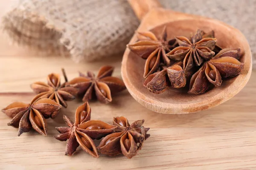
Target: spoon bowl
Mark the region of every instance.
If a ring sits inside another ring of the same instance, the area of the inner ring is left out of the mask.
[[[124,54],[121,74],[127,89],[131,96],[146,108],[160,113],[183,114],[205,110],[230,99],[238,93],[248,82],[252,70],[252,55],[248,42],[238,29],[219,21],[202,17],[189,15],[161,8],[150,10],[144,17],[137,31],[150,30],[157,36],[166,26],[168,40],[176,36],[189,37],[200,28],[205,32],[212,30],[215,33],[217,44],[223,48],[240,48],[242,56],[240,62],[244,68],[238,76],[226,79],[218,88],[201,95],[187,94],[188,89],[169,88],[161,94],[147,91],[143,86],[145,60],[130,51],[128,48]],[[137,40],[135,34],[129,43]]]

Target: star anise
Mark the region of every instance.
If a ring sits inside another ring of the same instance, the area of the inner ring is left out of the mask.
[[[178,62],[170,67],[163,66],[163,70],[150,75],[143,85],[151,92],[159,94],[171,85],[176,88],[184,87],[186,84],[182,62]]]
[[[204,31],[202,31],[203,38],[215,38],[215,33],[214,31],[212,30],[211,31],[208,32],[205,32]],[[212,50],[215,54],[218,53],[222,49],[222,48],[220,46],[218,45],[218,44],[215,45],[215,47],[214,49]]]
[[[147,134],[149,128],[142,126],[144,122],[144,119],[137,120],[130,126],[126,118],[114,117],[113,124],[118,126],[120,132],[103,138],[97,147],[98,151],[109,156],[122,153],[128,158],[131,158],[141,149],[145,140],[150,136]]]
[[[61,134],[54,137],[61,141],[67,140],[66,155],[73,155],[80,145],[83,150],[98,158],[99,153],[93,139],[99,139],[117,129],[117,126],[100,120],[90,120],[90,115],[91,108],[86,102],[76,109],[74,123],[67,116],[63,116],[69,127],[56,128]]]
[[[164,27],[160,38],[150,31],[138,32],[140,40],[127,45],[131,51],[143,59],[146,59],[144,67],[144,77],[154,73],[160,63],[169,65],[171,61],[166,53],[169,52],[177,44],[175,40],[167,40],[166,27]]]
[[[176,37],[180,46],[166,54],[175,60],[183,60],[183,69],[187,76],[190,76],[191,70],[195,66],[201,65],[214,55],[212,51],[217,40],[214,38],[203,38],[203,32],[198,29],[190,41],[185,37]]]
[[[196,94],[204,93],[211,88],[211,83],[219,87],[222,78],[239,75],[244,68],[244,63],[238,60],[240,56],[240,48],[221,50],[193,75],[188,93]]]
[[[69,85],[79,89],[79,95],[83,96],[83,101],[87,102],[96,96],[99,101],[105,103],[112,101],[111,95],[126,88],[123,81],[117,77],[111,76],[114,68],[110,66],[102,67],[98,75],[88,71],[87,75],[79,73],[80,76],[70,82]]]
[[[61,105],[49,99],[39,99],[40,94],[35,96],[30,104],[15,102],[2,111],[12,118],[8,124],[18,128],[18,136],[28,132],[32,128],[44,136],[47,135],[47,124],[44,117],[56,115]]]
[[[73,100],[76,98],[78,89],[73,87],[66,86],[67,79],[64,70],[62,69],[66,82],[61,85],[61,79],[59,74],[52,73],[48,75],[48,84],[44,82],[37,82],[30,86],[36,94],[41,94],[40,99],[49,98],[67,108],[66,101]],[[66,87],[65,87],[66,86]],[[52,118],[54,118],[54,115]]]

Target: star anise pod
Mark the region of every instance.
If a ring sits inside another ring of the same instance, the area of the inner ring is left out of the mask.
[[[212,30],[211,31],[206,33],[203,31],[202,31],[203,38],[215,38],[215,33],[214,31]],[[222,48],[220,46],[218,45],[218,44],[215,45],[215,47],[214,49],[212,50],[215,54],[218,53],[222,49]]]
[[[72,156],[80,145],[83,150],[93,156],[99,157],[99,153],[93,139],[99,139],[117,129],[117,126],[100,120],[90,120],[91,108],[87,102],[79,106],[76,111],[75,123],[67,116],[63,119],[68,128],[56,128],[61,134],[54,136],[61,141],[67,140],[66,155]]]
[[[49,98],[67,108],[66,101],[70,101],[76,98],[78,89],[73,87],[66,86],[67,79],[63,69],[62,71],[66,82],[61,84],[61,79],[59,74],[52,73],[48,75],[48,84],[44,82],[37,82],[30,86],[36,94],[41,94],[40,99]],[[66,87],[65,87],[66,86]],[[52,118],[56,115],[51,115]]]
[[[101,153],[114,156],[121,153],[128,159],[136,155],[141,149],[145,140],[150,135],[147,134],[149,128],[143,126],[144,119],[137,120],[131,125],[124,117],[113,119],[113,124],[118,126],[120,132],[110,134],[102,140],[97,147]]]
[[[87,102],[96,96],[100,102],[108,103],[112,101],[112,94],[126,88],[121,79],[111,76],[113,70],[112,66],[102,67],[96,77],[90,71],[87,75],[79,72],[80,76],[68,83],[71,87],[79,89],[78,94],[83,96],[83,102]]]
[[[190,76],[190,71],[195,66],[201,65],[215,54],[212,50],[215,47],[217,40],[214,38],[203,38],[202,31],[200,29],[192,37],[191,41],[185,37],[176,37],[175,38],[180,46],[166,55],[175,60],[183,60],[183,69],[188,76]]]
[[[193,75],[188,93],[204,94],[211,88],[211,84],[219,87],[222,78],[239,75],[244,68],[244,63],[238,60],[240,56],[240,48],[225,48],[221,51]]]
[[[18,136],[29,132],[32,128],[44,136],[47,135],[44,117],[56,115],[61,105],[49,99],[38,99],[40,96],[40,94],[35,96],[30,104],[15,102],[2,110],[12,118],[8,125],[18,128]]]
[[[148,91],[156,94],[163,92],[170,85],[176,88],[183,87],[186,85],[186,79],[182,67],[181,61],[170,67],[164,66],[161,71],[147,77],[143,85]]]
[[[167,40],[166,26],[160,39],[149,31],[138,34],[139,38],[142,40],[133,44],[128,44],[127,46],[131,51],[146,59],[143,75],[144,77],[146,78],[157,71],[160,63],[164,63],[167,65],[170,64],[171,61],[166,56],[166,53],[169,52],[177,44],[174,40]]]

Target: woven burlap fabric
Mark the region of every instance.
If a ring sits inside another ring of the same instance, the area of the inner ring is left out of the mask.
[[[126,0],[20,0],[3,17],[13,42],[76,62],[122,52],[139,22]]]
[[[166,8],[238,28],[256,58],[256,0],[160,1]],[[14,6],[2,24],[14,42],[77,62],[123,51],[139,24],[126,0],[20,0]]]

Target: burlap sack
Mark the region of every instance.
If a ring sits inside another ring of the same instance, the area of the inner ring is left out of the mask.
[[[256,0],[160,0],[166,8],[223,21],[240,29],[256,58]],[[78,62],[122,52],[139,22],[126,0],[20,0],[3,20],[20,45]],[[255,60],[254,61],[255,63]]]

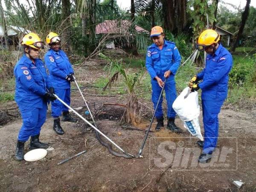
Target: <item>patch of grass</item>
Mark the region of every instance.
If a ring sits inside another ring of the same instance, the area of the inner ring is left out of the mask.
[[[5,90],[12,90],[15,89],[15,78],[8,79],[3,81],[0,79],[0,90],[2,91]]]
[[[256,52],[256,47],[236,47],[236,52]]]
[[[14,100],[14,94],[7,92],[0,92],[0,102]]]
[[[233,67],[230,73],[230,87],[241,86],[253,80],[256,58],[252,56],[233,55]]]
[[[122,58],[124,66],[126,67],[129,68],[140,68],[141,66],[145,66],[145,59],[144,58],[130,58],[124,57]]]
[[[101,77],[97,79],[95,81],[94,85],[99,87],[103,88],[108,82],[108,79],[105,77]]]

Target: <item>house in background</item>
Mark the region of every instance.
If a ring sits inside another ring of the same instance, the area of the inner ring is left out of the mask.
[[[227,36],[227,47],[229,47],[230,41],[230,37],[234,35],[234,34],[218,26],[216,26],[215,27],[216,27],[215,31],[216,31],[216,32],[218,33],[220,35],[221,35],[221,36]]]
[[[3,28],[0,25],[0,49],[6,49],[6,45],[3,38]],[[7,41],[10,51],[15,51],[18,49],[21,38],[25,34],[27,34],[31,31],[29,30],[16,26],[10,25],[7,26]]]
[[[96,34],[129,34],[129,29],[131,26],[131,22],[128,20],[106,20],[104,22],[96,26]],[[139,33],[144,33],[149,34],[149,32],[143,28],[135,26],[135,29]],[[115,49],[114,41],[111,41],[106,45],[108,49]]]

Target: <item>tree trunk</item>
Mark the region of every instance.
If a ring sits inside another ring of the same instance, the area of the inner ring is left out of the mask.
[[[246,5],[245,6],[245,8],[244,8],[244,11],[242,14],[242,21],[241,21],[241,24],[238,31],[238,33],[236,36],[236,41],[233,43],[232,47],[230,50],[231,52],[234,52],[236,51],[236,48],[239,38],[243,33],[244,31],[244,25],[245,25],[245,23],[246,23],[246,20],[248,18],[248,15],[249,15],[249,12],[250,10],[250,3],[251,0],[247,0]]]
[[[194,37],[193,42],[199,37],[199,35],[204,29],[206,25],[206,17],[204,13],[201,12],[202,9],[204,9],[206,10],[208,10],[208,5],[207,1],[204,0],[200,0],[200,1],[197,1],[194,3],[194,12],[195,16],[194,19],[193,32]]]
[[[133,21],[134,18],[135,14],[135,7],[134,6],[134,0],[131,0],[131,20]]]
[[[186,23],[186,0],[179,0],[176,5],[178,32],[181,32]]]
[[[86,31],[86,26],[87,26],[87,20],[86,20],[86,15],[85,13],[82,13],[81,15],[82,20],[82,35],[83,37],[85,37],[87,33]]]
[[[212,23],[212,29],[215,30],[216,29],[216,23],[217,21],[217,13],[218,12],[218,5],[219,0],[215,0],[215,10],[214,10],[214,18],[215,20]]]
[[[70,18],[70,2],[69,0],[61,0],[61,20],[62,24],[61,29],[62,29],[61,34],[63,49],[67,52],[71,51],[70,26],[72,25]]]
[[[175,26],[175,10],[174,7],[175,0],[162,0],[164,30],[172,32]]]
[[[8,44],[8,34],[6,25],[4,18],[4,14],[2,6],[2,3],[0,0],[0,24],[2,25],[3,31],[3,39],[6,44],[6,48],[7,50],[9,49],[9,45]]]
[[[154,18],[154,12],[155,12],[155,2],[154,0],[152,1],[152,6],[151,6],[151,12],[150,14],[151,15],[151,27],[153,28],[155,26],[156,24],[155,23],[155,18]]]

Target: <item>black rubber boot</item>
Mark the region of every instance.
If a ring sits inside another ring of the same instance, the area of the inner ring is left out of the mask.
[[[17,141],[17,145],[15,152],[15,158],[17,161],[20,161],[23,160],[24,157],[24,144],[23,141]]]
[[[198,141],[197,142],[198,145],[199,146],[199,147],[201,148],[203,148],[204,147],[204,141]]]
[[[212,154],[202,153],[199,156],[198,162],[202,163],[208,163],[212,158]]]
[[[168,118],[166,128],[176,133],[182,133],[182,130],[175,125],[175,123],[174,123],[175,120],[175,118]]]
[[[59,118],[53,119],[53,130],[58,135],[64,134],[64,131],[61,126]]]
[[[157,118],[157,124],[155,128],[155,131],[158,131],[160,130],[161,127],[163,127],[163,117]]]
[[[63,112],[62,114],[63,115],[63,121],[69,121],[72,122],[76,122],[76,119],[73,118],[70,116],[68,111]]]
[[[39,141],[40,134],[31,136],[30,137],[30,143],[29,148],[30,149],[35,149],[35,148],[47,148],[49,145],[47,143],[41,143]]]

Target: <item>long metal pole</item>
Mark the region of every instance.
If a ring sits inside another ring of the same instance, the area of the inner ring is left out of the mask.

********************

Problem details: Please output the lines as a Markdown table, starting with the line that contains "Target: <item>tree trunk</item>" and going on through the line that contains "[[[186,23],[186,0],[179,0],[176,5],[178,32],[181,32]]]", both included. Use the columns Row and Line, number each row, and leave out blank lines.

Response for this exercise:
| Row | Line |
|---|---|
| 1 | Target: <item>tree trunk</item> |
| 2 | Mark the region of every instance. |
| 3 | If a ring sits inside another ring of the same instance, the area of the inner ring is left out of the mask. |
| 4 | [[[246,5],[245,6],[245,8],[244,8],[244,11],[242,14],[242,21],[241,21],[241,24],[238,31],[238,33],[236,36],[236,41],[233,43],[232,47],[230,50],[231,52],[234,52],[236,51],[236,48],[239,38],[243,33],[244,31],[244,25],[245,25],[245,23],[246,23],[246,20],[248,18],[248,15],[249,15],[249,12],[250,10],[250,3],[251,0],[247,0]]] |
| 5 | [[[194,37],[193,42],[199,37],[199,35],[204,29],[206,25],[206,17],[204,13],[201,12],[202,9],[204,9],[206,10],[208,10],[208,5],[207,1],[204,0],[200,0],[200,1],[197,1],[194,3],[194,12],[195,16],[194,19],[193,32]]] |
| 6 | [[[133,21],[134,18],[135,14],[135,7],[134,6],[134,0],[131,0],[131,20]]] |
| 7 | [[[186,23],[186,0],[179,0],[176,5],[178,32],[181,32]]] |